> _PROBLEM STATEMENT_
Rewrite the part of the records that opens with the line containing "phrase -- wooden flag stick" and closes with the line containing "(471, 1120)", changing "ornament" to "decoration" and keeping everything else the same.
— start of TASK INPUTS —
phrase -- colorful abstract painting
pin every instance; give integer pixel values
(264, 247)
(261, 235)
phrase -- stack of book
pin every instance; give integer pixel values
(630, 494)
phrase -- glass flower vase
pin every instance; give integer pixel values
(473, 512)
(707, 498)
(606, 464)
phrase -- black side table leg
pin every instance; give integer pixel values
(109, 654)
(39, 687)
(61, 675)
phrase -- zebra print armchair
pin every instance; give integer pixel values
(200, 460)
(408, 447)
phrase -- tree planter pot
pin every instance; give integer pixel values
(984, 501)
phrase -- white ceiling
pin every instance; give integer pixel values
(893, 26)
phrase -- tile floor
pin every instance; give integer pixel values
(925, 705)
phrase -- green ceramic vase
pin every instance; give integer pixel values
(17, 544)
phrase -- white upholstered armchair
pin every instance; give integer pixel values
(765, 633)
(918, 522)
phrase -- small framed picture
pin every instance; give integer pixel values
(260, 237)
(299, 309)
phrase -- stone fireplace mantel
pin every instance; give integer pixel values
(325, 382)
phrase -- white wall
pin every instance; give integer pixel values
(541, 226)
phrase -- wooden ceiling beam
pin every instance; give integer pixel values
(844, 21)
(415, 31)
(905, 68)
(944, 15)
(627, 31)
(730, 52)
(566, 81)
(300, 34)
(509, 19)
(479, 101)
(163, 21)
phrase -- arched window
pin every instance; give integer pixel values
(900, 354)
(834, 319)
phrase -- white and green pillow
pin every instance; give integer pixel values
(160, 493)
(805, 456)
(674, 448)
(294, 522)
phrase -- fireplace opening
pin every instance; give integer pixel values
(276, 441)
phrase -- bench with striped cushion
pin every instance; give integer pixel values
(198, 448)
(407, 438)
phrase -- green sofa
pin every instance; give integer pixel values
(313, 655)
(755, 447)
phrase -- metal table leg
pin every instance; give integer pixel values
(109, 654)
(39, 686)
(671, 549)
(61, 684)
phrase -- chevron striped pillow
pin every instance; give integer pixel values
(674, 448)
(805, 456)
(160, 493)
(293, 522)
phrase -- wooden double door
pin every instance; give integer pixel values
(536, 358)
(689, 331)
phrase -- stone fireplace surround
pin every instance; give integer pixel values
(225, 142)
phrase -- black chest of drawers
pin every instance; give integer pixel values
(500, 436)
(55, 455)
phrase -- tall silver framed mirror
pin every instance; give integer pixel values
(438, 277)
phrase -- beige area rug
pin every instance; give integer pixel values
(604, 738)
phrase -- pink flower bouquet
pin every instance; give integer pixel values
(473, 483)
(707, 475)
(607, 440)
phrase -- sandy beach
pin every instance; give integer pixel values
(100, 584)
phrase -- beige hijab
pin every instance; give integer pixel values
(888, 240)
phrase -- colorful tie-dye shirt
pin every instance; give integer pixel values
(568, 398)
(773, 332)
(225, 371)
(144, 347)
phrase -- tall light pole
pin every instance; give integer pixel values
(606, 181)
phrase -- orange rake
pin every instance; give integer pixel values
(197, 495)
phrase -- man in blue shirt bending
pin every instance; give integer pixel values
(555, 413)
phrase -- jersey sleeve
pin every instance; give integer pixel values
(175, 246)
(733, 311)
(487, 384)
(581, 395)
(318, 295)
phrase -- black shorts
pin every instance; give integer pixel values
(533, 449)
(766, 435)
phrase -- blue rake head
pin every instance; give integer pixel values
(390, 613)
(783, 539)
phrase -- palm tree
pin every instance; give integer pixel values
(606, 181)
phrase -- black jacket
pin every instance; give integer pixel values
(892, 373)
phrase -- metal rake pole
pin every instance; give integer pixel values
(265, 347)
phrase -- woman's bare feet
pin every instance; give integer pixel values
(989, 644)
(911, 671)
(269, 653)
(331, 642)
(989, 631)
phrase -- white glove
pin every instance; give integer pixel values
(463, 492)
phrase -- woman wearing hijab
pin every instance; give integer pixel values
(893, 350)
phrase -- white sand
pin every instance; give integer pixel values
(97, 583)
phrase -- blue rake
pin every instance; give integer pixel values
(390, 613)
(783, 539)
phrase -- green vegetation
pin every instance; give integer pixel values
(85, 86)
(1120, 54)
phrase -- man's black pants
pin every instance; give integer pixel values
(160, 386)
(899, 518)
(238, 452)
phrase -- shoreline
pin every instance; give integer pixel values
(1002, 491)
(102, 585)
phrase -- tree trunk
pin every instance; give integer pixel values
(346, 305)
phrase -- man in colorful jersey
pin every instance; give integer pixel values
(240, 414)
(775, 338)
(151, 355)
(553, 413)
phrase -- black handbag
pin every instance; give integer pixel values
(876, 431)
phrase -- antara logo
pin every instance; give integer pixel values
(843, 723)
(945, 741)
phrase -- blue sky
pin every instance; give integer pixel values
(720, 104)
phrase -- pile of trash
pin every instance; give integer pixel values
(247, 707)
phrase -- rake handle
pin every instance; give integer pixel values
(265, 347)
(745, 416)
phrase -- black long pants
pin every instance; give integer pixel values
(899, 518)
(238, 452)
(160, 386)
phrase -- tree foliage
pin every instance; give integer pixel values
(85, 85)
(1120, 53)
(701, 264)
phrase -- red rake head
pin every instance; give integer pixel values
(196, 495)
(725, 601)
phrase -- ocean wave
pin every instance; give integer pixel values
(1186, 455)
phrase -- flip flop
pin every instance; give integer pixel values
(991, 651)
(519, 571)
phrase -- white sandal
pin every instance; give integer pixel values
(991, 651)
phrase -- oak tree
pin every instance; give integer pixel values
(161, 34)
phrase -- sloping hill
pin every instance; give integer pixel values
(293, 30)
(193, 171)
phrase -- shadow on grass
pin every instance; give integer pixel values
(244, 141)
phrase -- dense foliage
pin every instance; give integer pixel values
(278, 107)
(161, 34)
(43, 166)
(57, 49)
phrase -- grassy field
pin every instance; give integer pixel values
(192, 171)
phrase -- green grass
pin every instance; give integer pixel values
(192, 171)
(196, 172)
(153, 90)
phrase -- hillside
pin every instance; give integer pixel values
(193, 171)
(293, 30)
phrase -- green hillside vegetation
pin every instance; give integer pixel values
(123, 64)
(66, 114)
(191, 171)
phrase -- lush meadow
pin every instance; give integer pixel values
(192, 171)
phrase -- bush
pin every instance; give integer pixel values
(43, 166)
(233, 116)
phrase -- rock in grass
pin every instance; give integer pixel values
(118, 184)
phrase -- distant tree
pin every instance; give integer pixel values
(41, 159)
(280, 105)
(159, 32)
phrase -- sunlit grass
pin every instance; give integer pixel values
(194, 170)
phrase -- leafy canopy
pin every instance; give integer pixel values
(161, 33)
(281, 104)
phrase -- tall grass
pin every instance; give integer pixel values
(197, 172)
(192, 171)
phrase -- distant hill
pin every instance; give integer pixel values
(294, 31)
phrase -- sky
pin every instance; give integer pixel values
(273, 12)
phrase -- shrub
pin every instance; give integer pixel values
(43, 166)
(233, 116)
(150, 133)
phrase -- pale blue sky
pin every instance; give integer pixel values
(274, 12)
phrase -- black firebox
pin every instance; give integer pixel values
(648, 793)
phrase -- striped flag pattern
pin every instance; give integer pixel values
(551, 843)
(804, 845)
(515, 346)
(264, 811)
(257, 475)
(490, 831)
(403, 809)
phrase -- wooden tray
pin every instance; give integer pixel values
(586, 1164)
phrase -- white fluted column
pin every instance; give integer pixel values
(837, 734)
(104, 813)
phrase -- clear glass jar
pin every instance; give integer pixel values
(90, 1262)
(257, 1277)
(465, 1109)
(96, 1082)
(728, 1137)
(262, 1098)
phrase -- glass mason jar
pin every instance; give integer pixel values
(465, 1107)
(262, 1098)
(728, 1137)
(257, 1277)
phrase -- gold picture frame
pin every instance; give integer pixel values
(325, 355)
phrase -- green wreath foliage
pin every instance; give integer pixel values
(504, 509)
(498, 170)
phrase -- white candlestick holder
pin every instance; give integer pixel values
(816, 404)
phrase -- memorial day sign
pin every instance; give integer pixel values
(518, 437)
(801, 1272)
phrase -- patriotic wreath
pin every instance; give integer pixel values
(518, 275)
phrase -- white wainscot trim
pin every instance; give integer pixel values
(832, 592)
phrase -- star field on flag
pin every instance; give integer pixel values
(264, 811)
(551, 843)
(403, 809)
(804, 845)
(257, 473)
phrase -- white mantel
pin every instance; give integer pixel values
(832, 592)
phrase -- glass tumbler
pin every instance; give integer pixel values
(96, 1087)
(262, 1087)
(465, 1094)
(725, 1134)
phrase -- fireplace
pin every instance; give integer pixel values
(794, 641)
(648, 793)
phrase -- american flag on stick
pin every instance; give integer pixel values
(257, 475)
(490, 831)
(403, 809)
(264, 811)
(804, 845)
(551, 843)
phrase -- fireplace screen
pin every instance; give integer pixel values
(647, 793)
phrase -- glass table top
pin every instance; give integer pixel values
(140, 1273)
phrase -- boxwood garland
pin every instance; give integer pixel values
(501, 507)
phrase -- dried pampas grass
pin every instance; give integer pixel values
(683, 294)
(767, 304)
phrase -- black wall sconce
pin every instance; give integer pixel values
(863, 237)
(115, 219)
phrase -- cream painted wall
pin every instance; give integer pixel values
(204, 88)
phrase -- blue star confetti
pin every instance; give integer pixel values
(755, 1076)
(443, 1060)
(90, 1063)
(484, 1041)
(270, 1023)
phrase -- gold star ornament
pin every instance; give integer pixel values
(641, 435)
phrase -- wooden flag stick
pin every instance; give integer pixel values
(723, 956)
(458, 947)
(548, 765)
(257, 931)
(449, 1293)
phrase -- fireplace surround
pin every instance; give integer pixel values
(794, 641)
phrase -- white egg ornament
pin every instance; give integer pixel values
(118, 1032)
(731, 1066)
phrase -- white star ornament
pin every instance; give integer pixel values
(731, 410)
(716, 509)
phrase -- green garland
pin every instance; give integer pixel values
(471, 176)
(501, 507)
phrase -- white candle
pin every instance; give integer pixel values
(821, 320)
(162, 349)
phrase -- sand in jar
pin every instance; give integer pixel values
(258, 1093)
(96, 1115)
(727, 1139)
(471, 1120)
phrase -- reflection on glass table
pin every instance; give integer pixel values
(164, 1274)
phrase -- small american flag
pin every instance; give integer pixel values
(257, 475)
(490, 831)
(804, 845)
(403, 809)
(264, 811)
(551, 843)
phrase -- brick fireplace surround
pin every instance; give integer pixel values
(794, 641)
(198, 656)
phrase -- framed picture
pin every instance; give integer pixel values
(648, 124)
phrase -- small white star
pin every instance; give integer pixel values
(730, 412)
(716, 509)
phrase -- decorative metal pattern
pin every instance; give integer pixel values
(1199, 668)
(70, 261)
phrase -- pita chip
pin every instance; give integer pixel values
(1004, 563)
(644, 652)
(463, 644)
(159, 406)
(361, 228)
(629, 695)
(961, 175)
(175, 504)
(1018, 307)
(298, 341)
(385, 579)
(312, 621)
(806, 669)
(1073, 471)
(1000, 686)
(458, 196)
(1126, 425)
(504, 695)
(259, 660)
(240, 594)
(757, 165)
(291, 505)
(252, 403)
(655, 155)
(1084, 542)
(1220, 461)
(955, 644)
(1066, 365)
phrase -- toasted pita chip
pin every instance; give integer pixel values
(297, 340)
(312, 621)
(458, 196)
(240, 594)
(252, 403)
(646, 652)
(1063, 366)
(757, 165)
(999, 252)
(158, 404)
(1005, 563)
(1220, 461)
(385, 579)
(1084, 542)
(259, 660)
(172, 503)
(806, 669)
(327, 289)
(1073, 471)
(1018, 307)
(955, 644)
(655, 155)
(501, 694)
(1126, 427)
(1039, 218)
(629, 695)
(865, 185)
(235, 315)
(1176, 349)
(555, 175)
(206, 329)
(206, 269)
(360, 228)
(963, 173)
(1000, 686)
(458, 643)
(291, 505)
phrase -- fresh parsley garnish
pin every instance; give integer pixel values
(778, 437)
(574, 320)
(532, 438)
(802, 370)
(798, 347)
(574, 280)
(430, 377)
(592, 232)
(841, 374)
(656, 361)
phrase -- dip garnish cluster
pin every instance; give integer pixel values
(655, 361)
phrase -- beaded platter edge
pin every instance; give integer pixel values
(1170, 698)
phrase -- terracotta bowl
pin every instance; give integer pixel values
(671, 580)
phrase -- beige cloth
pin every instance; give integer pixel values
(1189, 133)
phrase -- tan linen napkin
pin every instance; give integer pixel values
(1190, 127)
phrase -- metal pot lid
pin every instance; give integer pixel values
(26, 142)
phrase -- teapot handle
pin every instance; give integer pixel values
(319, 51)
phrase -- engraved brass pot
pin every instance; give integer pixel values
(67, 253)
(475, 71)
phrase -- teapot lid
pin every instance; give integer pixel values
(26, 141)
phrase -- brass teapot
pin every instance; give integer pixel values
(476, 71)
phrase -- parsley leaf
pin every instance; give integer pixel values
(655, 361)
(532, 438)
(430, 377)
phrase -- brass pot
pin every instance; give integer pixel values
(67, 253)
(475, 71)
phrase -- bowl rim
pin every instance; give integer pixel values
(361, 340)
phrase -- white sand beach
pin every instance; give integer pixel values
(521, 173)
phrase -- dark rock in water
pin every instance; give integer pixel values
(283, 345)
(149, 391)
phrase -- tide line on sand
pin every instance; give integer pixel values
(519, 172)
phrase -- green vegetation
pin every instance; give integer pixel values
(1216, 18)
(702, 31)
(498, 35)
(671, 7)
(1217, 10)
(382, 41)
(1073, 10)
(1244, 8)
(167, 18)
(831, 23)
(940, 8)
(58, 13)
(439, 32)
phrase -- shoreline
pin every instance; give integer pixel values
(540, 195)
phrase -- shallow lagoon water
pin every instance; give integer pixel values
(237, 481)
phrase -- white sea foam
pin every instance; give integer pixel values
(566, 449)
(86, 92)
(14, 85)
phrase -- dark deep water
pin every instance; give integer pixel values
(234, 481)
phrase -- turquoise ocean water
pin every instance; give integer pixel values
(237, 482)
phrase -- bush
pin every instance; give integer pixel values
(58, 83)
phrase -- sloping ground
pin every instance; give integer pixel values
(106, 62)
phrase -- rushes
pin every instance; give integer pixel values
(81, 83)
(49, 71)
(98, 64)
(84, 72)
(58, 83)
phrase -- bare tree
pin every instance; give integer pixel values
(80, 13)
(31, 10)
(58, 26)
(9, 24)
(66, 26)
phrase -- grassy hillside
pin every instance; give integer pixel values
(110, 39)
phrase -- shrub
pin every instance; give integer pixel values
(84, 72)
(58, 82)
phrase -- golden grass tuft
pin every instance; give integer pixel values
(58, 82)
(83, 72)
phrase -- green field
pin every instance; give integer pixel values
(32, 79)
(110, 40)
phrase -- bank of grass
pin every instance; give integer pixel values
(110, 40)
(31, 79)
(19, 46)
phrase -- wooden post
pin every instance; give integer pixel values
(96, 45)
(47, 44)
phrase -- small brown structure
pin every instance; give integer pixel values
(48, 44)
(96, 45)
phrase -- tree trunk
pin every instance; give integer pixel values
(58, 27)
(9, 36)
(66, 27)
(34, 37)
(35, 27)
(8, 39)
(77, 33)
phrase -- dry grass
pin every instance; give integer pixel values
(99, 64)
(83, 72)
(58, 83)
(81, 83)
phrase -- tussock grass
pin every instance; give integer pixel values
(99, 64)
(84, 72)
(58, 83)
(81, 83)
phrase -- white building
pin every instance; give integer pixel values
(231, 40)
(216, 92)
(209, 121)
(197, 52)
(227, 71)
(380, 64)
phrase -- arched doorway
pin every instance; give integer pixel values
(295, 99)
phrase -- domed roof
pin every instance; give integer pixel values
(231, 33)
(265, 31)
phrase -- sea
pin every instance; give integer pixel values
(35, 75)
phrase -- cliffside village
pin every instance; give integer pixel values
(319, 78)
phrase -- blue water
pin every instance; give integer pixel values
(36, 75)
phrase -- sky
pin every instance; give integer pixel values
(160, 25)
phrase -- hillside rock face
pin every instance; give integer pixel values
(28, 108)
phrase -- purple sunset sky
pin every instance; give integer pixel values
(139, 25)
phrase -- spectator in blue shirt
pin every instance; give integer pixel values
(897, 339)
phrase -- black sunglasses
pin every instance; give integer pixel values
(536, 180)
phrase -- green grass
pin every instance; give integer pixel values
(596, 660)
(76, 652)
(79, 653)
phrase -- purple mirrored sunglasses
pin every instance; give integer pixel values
— end of TASK INPUTS —
> _FULL OUTPUT_
phrase -- wooden flag stick
pin every instance; give integer pixel values
(723, 956)
(458, 947)
(548, 765)
(257, 931)
(449, 1293)
phrase -- fireplace surround
pin every instance; give integer pixel values
(794, 641)
phrase -- white egg decoration
pin every instance; give integer pixel values
(118, 1032)
(731, 1066)
phrase -- white star decoration
pin every instance; give integer pixel values
(731, 410)
(716, 509)
phrase -- green garland
pin every instance; give integer pixel values
(471, 176)
(501, 507)
phrase -- white candle
pin every instance; give integer pixel values
(821, 320)
(162, 349)
phrase -- sand in jar
pin every instance; give integer pixel values
(258, 1093)
(96, 1115)
(727, 1139)
(471, 1120)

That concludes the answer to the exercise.